> Given problem
Begin at the line that holds "bare midriff, imagine" and copy each line exactly until the data below ends, including that last line but no pictures.

> The records
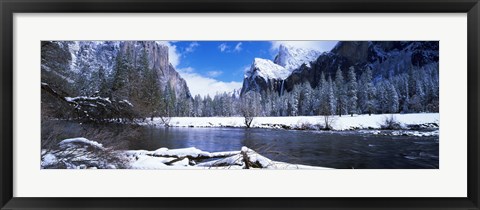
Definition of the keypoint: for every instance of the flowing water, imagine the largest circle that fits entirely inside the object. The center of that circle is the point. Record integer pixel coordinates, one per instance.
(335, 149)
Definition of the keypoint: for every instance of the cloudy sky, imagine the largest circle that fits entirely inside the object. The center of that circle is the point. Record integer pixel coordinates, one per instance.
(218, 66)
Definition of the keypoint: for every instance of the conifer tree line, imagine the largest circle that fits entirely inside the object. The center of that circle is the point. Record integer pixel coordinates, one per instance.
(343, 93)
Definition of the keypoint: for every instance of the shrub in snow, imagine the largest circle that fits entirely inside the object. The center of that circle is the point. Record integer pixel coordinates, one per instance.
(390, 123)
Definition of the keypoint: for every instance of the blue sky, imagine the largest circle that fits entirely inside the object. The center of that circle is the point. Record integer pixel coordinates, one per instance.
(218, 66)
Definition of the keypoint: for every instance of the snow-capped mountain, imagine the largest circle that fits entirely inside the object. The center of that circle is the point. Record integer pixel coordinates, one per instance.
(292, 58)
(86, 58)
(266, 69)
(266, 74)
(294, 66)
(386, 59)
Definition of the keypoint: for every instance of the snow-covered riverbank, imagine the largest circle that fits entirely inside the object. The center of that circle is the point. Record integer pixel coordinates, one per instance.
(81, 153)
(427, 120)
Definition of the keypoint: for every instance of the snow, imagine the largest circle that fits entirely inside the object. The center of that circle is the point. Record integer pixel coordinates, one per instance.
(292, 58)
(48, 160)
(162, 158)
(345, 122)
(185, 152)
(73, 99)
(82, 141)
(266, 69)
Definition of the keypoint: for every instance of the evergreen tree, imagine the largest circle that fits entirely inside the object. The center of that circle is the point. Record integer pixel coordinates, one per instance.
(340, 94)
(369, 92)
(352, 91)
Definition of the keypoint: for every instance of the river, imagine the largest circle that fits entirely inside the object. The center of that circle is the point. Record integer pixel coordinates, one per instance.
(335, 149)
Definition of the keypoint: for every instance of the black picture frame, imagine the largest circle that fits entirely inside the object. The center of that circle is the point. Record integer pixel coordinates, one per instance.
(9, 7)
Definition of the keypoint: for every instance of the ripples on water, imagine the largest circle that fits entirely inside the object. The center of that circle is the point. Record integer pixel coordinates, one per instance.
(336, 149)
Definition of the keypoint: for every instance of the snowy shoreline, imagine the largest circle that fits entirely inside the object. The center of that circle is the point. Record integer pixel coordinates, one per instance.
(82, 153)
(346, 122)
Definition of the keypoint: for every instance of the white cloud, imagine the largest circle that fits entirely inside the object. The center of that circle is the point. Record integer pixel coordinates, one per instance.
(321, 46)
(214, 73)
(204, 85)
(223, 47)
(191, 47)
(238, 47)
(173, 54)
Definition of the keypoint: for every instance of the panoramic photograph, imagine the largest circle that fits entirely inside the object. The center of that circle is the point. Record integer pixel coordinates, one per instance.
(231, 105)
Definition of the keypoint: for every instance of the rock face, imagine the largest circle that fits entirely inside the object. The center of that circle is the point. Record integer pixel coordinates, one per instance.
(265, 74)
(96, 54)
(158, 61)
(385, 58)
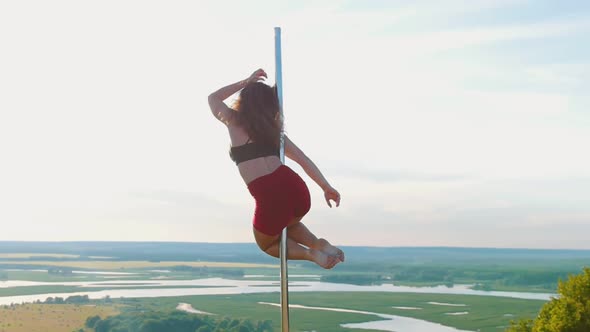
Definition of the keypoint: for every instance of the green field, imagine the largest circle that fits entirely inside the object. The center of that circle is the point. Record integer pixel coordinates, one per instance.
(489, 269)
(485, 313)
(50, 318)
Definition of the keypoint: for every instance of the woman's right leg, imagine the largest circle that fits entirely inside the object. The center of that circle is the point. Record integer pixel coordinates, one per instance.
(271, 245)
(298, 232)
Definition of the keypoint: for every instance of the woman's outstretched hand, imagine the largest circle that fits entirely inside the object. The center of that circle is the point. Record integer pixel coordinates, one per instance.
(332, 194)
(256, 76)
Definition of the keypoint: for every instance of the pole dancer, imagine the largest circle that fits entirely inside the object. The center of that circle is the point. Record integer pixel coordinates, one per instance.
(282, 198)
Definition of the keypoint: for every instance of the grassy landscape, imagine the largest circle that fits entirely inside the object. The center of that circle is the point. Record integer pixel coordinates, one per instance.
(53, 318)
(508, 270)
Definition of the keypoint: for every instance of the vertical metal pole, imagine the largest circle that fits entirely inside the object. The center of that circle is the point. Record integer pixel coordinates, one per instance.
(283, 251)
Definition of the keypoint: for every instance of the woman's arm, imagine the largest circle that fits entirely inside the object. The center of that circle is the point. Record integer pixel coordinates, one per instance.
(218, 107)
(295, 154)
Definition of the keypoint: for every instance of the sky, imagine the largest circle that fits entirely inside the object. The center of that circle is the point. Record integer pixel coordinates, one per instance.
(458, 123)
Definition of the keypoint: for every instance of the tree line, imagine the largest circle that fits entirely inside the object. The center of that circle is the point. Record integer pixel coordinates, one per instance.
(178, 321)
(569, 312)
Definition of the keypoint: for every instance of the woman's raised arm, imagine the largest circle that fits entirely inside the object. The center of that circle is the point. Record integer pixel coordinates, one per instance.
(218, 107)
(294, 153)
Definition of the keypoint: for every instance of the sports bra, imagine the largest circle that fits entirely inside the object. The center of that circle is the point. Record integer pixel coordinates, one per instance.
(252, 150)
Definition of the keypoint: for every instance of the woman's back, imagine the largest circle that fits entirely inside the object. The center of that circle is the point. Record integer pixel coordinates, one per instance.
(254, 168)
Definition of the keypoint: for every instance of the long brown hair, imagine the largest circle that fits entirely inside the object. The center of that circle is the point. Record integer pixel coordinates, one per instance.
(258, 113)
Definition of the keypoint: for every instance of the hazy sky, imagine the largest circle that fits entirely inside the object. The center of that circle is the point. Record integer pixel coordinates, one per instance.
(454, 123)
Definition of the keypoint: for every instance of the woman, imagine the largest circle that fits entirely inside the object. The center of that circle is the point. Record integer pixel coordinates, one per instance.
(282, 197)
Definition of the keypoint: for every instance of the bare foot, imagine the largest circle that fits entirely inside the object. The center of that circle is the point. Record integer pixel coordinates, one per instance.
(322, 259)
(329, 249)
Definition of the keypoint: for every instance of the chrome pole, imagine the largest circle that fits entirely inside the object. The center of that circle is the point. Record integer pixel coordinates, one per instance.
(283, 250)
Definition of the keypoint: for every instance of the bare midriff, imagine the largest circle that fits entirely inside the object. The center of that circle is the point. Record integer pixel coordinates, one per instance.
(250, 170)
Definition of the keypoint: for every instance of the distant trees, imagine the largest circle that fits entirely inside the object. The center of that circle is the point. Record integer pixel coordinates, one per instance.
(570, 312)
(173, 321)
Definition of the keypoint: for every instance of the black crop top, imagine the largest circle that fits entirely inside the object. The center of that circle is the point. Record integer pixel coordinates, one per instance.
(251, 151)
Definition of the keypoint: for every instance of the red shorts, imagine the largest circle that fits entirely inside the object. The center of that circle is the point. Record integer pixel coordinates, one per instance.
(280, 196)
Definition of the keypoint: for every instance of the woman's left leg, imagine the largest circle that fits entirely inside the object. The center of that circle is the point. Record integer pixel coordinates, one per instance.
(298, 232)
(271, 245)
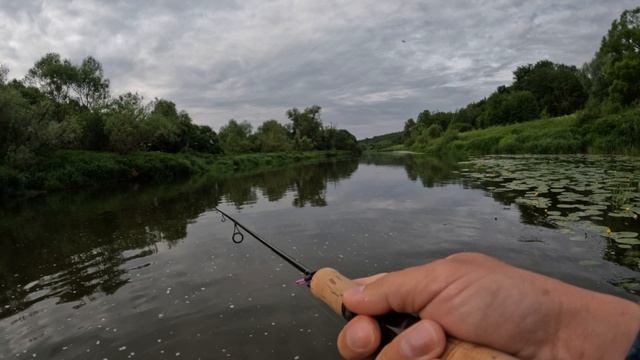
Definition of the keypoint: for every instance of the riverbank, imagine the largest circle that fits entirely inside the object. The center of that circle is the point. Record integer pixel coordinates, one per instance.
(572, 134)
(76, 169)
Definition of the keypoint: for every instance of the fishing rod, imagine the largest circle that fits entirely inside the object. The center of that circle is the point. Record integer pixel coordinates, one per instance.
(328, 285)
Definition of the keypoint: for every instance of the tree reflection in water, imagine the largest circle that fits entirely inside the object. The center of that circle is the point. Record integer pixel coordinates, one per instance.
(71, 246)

> Solution to the exercise
Definition of the keypoint: for every instance of the bare midriff, imagine the largest circle that fits entirely inside the object. The center of that circle is the point. Record integer pixel coordinates, one per instance.
(250, 170)
Definition of the keypoint: for every instance of the distant trees, imagine the largest circle that fits entirely inside the object. The center of that circle is the point. Record integer pixel coordinates, one per instance.
(570, 312)
(173, 321)
Definition of the keypoint: for every instance of the black crop top, imagine the largest circle that fits entirely inside the object. The center of that circle is the point. Record integer pixel coordinates, one per instance.
(251, 151)
Definition of the keypoint: for every instance of the red shorts, imagine the largest circle that fits entirely inside the object. The center of that circle is the point. Record integer pixel coordinates, one per instance.
(280, 196)
Definition of the keypoint: for every instance of the woman's left leg, imagine the largest circle that fits entirely inside the object. The center of that circle is the point. Record integer pixel coordinates, one per instance.
(298, 232)
(271, 245)
Definition of the keypoint: for every instance of the riverbank, imagine the largest circle that fits entirely inside the object. The center of that circle is the point. Record integer pixel coordinates, one per instance.
(572, 134)
(76, 169)
Definition of the keypoint: for every instance of the fishing rod, imagine the largest circle that fits entirely inside the object. The center of that circle is the point. Record integer pixel coordinates, one per instance.
(328, 285)
Definition of the keypoint: for every instance of the tree reflection in water, imagine the largest circle that fits entirely inside the object. The center of that circle is the point. Record integer pixel coordinates, one per instance.
(71, 246)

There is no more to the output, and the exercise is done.